start SELECTION
Reexamination Certificate

active

06553325

ABSTRACT:

BACKGROUND OF THE INVENTION
1. Field of the Invention
The present invention relates to a method for modelling the effects of the vibrations induced by a vortex on or in an elastic structure subjected to a fluid in motion.
2. Description of the Prior Art
The presence of an elastic structure in a fluid in motion and having a variable velocity in time and in space can produce instability in this fluid. The fluid creates vortices as it comes off the structure. The swirling alternating separation thus created can lead to vibrations of the structure referred to in shortened form as VIV (vortex-induced vibrations) in the description hereafter. These VIV can have a great effect, notably on the fatigue strength of the structure.
The fatigue strength or resistance of a riser or of a pipe providing effluent transfer is a major problem for oilfield development. In particular, in the case of great water depths, these pipes are subjected to stresses and vibrations that can reduce the life thereof and cause damage that can lead to breakage. Anticipating the behavior of these risers with time notably allows reduction of the maintenance costs and avoiding risks of pollution due to a possible breakage.
The term excitation designates in the description hereafter the propagation of the vibration along the structure, its damping and its natural modes. The thrust corresponds to the force exerted by the vortices on the elastic structure. The drag force corresponds to the force exerted by the current on the structure.
end SELECTION
start EXCERPTED RECORDS
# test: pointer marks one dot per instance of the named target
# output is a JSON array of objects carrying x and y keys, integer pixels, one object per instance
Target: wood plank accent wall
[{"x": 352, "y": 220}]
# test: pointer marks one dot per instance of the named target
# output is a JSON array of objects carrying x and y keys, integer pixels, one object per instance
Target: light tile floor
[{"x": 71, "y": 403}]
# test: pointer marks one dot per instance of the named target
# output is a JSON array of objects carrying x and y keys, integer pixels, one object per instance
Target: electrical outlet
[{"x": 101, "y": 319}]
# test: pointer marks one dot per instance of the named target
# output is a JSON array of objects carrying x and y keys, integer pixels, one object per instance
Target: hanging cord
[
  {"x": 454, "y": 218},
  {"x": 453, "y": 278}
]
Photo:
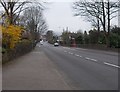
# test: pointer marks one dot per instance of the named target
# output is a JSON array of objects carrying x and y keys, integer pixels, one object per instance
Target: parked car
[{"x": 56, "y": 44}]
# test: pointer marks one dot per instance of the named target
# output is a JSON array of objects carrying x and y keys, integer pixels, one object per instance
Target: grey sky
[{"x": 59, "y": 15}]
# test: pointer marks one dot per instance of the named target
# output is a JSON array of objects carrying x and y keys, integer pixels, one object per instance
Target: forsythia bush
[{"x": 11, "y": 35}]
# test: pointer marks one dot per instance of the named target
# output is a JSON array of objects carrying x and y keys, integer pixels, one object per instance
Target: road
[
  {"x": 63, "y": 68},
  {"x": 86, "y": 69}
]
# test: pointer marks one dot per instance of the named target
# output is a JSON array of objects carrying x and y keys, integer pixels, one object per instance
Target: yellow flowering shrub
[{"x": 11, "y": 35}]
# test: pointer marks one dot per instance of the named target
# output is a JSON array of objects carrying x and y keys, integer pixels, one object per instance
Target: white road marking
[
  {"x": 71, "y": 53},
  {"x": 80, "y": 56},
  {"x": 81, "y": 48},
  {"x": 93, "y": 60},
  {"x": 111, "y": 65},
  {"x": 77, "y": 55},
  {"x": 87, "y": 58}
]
end EXCERPTED RECORDS
start EXCERPTED RECORDS
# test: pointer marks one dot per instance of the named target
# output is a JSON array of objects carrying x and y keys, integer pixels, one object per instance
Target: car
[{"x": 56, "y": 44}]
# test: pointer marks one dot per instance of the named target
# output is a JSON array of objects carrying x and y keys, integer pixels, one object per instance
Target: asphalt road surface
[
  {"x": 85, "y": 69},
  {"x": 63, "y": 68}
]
end EXCERPTED RECORDS
TASKS TO PERFORM:
**a.** Which terms does the paragraph beginning "The term excitation designates" in the patent background on vortex-induced vibrations define?
**b.** Can you write what comes next in the patent background on vortex-induced vibrations, picking up after its last sentence?

RESPONSES:
**a.**
- Excitation
- Thrust
- Drag force

**b.**
It is well-known to determine the response of an elastic structure subjected to external disturbances.
One of the methods implemented is described by Vandiver and Li in the instruction manual (1995) of the software marketed under the name SHEAR7. This software uses values of natural modes of the structure calculated by means of the software itself or by means of another computing software. The software then defines the thrust forces and the hydrodynamic damping for each mode, in order to obtain the amplitude response of the vibrations, as well as the life of the riser. The method is a modal approach that only takes into account the frequency variation of the vibrations, the current or external excitation being considered to be a constant in time. The variation of the disturbance is monotonic in space. The author uses a corrective coefficient to account for the correlation between the various forces.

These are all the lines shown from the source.